EXERCISE
Write out every line of the listing below without changing anything, but leave out the pictures.

EXERCISE INPUTS

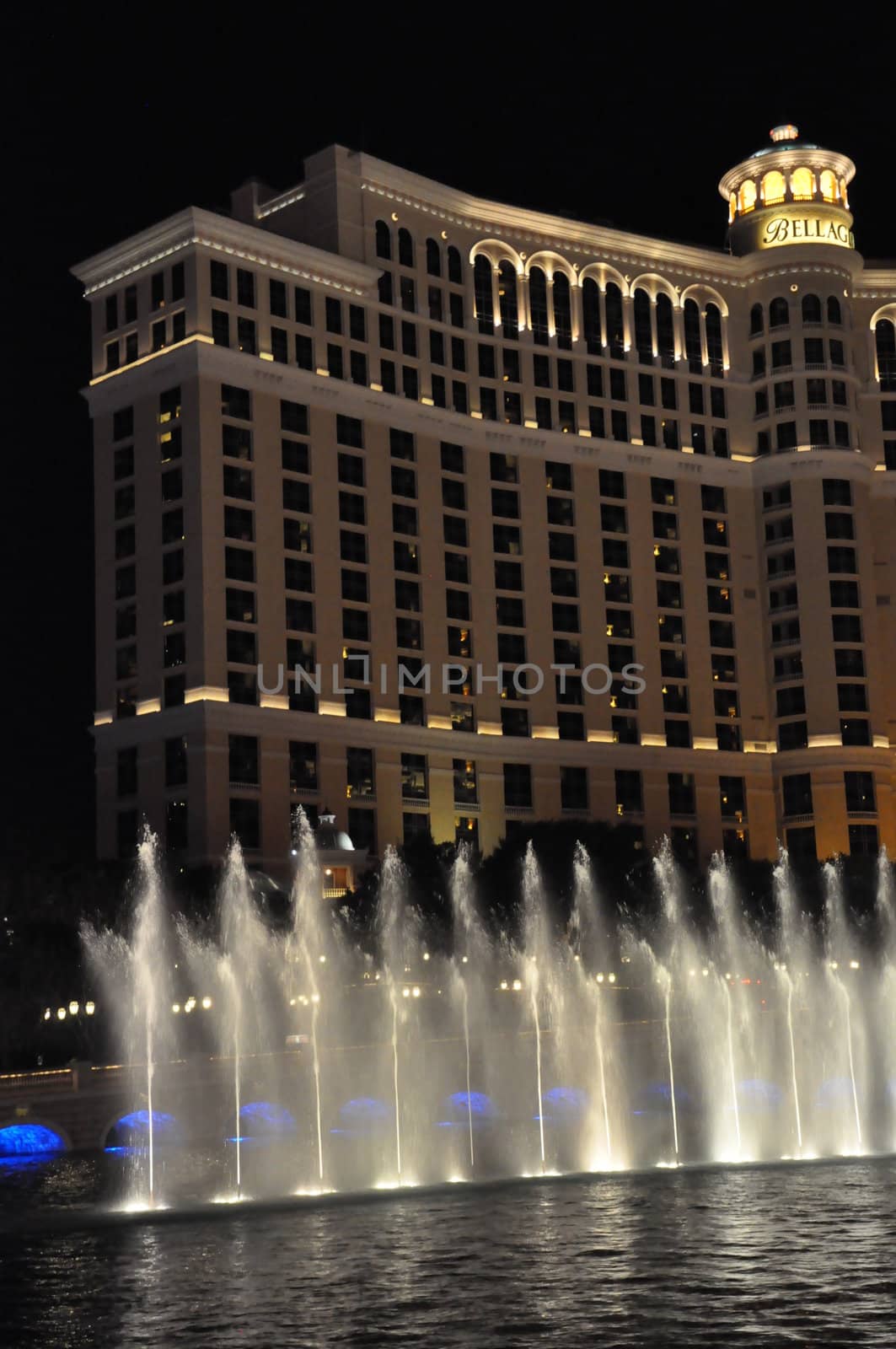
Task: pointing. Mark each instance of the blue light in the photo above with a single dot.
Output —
(29, 1140)
(475, 1104)
(566, 1101)
(266, 1117)
(657, 1096)
(138, 1123)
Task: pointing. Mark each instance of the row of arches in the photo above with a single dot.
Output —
(811, 312)
(405, 253)
(598, 307)
(884, 330)
(801, 184)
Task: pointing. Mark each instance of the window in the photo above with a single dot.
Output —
(300, 615)
(297, 575)
(243, 760)
(220, 280)
(405, 556)
(350, 431)
(514, 721)
(240, 647)
(682, 793)
(574, 788)
(415, 780)
(246, 822)
(797, 793)
(239, 605)
(517, 779)
(628, 791)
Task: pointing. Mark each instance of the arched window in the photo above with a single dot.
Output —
(885, 348)
(664, 330)
(384, 239)
(642, 335)
(539, 305)
(591, 316)
(507, 298)
(405, 249)
(772, 186)
(714, 348)
(615, 325)
(693, 348)
(828, 182)
(811, 309)
(482, 294)
(561, 310)
(779, 314)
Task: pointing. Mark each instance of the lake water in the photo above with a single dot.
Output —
(761, 1256)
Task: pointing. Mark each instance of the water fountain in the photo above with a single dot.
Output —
(586, 1042)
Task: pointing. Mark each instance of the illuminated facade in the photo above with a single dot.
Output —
(374, 422)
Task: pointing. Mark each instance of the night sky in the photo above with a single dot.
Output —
(110, 132)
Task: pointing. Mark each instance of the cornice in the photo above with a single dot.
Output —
(759, 165)
(206, 228)
(876, 283)
(493, 219)
(223, 363)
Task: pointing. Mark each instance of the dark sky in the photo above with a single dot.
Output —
(110, 132)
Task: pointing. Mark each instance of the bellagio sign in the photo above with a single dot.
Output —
(797, 226)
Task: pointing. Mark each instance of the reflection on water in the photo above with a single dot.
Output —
(788, 1255)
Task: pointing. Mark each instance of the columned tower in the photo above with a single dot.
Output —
(791, 192)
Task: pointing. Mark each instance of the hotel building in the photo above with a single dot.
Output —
(374, 422)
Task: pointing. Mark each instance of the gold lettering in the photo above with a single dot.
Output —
(786, 228)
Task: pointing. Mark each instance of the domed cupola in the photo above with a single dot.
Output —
(339, 860)
(791, 192)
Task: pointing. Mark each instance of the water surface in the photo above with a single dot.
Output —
(788, 1255)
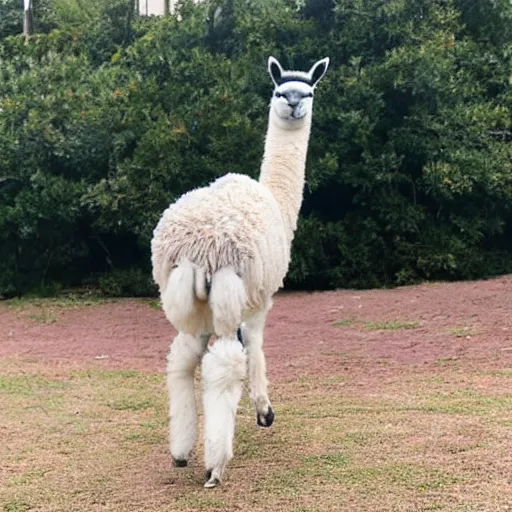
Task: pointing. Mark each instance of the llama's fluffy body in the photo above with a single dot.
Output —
(235, 222)
(219, 254)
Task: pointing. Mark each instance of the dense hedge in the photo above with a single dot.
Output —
(409, 176)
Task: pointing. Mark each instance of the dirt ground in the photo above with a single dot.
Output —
(410, 326)
(392, 400)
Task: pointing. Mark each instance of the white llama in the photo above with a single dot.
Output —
(219, 254)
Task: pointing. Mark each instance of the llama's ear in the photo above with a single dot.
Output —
(318, 70)
(275, 70)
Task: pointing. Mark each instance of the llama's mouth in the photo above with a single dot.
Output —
(297, 115)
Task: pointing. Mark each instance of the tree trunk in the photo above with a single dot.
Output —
(28, 21)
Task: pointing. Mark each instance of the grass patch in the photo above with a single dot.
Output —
(403, 443)
(43, 317)
(391, 326)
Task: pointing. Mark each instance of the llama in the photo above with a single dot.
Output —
(219, 254)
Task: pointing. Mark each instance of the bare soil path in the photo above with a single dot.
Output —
(386, 400)
(418, 325)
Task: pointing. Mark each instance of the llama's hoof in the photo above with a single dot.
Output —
(210, 481)
(265, 420)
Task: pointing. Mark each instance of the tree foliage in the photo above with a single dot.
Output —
(105, 119)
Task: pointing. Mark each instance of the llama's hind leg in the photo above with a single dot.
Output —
(223, 372)
(252, 337)
(186, 351)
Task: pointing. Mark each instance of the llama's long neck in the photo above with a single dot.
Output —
(283, 168)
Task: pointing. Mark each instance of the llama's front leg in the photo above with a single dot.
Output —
(252, 337)
(223, 372)
(185, 353)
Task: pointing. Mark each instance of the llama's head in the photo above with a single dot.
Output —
(292, 100)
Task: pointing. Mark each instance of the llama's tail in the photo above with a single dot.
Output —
(189, 297)
(184, 298)
(227, 301)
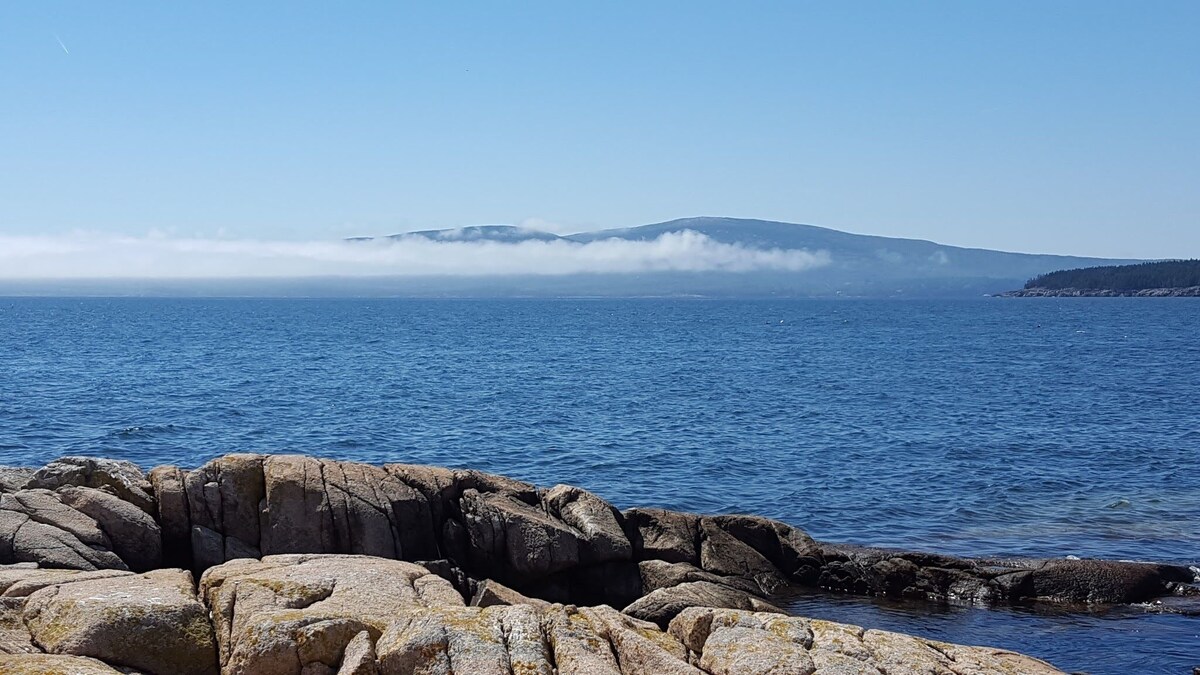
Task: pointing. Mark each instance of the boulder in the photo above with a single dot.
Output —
(790, 549)
(664, 604)
(737, 641)
(118, 477)
(15, 637)
(597, 520)
(53, 664)
(287, 613)
(19, 581)
(133, 533)
(376, 513)
(46, 507)
(151, 622)
(13, 478)
(359, 657)
(724, 554)
(513, 539)
(171, 494)
(659, 574)
(223, 508)
(25, 539)
(663, 535)
(1102, 580)
(492, 592)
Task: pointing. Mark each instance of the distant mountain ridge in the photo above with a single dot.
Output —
(859, 264)
(835, 264)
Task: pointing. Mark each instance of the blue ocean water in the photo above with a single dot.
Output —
(1049, 428)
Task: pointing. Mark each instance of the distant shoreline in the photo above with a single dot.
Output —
(1041, 292)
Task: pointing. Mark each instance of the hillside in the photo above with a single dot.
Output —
(859, 264)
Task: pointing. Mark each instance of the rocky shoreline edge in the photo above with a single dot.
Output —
(1037, 292)
(309, 566)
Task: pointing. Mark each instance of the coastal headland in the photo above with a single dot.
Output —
(309, 566)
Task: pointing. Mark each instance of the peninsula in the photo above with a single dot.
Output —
(1162, 279)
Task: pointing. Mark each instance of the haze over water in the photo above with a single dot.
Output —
(1044, 428)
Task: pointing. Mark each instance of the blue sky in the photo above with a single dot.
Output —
(1049, 126)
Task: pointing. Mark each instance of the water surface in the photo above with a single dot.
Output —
(1048, 428)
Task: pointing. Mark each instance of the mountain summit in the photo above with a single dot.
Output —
(858, 264)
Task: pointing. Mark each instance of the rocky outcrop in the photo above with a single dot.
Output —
(735, 641)
(318, 566)
(150, 622)
(358, 615)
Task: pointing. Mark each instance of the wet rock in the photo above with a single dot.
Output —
(375, 513)
(663, 535)
(135, 536)
(151, 622)
(664, 604)
(658, 574)
(223, 508)
(171, 495)
(1101, 580)
(724, 554)
(13, 478)
(597, 520)
(117, 477)
(492, 592)
(790, 549)
(515, 539)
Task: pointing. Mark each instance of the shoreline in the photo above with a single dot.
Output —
(492, 541)
(1189, 292)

REPLY
Task: pointing. Mark each instance of the blue light in the photo above with a single dot.
Output —
(29, 1140)
(475, 1104)
(566, 1101)
(266, 1117)
(657, 1096)
(138, 1123)
Task: pointing. Mark each instance of the row of arches in the photo above with a single dot.
Output —
(811, 312)
(405, 253)
(598, 307)
(884, 330)
(801, 184)
Task: pointing. Mark each instance of the window in the photo above with a single dot.
Output —
(300, 615)
(297, 575)
(243, 760)
(220, 280)
(405, 556)
(350, 431)
(514, 721)
(240, 647)
(682, 793)
(574, 788)
(415, 780)
(246, 822)
(797, 793)
(239, 605)
(517, 779)
(628, 791)
Task: pointing. Mark each instance of the arched window in the photo above with a single dot.
Output —
(885, 348)
(664, 330)
(384, 239)
(642, 335)
(539, 305)
(591, 316)
(507, 298)
(405, 249)
(772, 186)
(714, 348)
(615, 325)
(693, 348)
(828, 182)
(811, 309)
(482, 294)
(561, 310)
(779, 314)
Task: pointing. Mark each instance of the lake water in the photo above with a single dot.
Output —
(761, 1256)
Task: pointing. Mark each instance of the water fountain in the photo above with a single dot.
Output —
(586, 1042)
Task: pointing. Mark each instance of the illuminated facade in the photo above with a single dot.
Output —
(374, 422)
Task: pointing. Mark each instance of the night sky in the photo above with a single dot.
Output —
(110, 132)
Task: pointing. Mark each instance of the cornice in the photo above with a single dot.
Output —
(759, 165)
(206, 228)
(876, 283)
(493, 219)
(223, 363)
Task: pointing. Mark each instance of the dark sky in the photo above with a single dot.
Output —
(110, 132)
Task: pointing. Mark each instance of the bellagio sign in the photo above with a single dot.
Output —
(797, 226)
Task: pointing. Mark each instance of the reflection on water in the photo above with a single dot.
Output —
(788, 1255)
Task: pointing. Mark each instance of the columned tower in the photo above with a single dot.
Output —
(791, 192)
Task: pointing. Mark each instance of the hotel building in the photo above with a single dot.
Output —
(374, 422)
Task: pointing. Mark each instance of the gold lettering in the photo above with a single dot.
Output —
(786, 228)
Task: pointing. Mark each instance of the domed cupola in the photo above with a single dot.
Output —
(339, 860)
(791, 192)
Task: pointing. Mark each instance of the water surface in the photo above with a single dot.
Output —
(788, 1255)
Task: pointing. Mark each instance of the llama's fluffy body in the photo above with a single dot.
Output —
(235, 222)
(219, 254)
Task: pointing. Mark each instance of the dense hedge in the photo above with a single dot.
Output —
(409, 176)
Task: pointing. Mark each instance of the dirt ground in the photo above with a single dot.
Output —
(410, 326)
(392, 400)
Task: pointing. Mark each instance of the white llama in the photo above with a single dot.
Output —
(219, 254)
Task: pointing. Mark each instance of the llama's ear in the photo above with a single dot.
Output —
(318, 70)
(275, 70)
Task: pointing. Mark each instance of the llama's mouth in the photo above with a single dot.
Output —
(297, 115)
Task: pointing. Mark each instance of the tree trunk in the photo above with a single dot.
Output —
(28, 21)
Task: pointing. Mark each instance of the grass patch in the photo above with a single dot.
Output —
(403, 443)
(43, 317)
(391, 326)
Task: pointing. Mark each instance of the llama in the photo above with a single dot.
Output —
(219, 254)
Task: pointing. Mark each instance of the bare soil path in the photo above with a single dot.
Output —
(386, 400)
(418, 325)
Task: pointing. Mark each instance of the llama's hoof in the photo above with a single dot.
Output —
(210, 481)
(265, 420)
Task: pointing. Mark each instance of the tree foliage in the photo above with a single dot.
Output —
(105, 119)
Task: pointing. Mark each instance of the llama's hind leg in the photo above with a single dot.
Output —
(223, 372)
(252, 337)
(186, 351)
Task: pointing. Mark each instance of the llama's long neck in the photo above with a single dot.
Output —
(283, 168)
Task: pointing. Mark each instance of the llama's front leg in the photo above with a single dot.
Output —
(252, 337)
(223, 372)
(185, 353)
Task: pointing. Mark each instance of the llama's head in the photo above with a single dot.
Output —
(292, 100)
Task: pointing. Mark each instance of the llama's tail in the photo above with a single dot.
Output —
(189, 297)
(184, 298)
(227, 301)
Task: pointing. Mark each instance of the boulder in the photo above with a single dot.
Output —
(790, 549)
(664, 604)
(737, 641)
(118, 477)
(15, 637)
(597, 520)
(53, 664)
(287, 613)
(19, 581)
(133, 533)
(376, 513)
(46, 507)
(151, 622)
(13, 478)
(359, 657)
(724, 554)
(513, 539)
(171, 494)
(659, 574)
(223, 508)
(25, 539)
(663, 535)
(1102, 580)
(492, 592)
Task: pointing. Mark each instance of the distant mountain ridge in the photo above with a single dot.
Output —
(859, 264)
(835, 264)
Task: pointing. Mark each instance of the blue ocean water in the photo above with a single dot.
Output —
(1049, 428)
Task: pointing. Mark each instance of the distant shoreline in the photo above with a single dot.
Output —
(1041, 292)
Task: pointing. Mark each instance of the hillside in the photo above with a single dot.
Output —
(859, 264)
Task: pointing. Mark each instance of the rocky shoreline edge in the photo above with a single dot.
Output —
(1037, 292)
(309, 566)
Task: pointing. Mark each instance of the coastal headland in the photo above with a single dot.
Output —
(309, 566)
Task: pointing. Mark each instance of the peninsula in the photo above with a single dot.
Output —
(1162, 279)
Task: pointing. Mark each instance of the haze over water in the photo above with a single dot.
Output —
(1044, 428)
Task: pointing. Mark each instance of the blue sky in the photo above with a single dot.
Output —
(1049, 126)
Task: pointing. Mark each instance of the water surface in the photo above with a single dot.
Output —
(1048, 428)
Task: pointing. Mark each instance of the mountain summit in the photo above with a single dot.
Output —
(858, 264)
Task: pointing. Mark each instance of the rocky outcrop in the photo above with a single dot.
Output —
(735, 641)
(318, 566)
(150, 622)
(358, 615)
Task: pointing. Mark each instance of the wet rock in the photo above with a single dot.
Output —
(375, 513)
(663, 535)
(135, 536)
(151, 622)
(664, 604)
(658, 574)
(223, 508)
(171, 495)
(1101, 580)
(724, 554)
(13, 478)
(597, 520)
(117, 477)
(492, 592)
(790, 549)
(515, 539)
Task: pointing. Mark each instance of the shoreline in the photo above with a single dot.
Output —
(492, 541)
(1189, 292)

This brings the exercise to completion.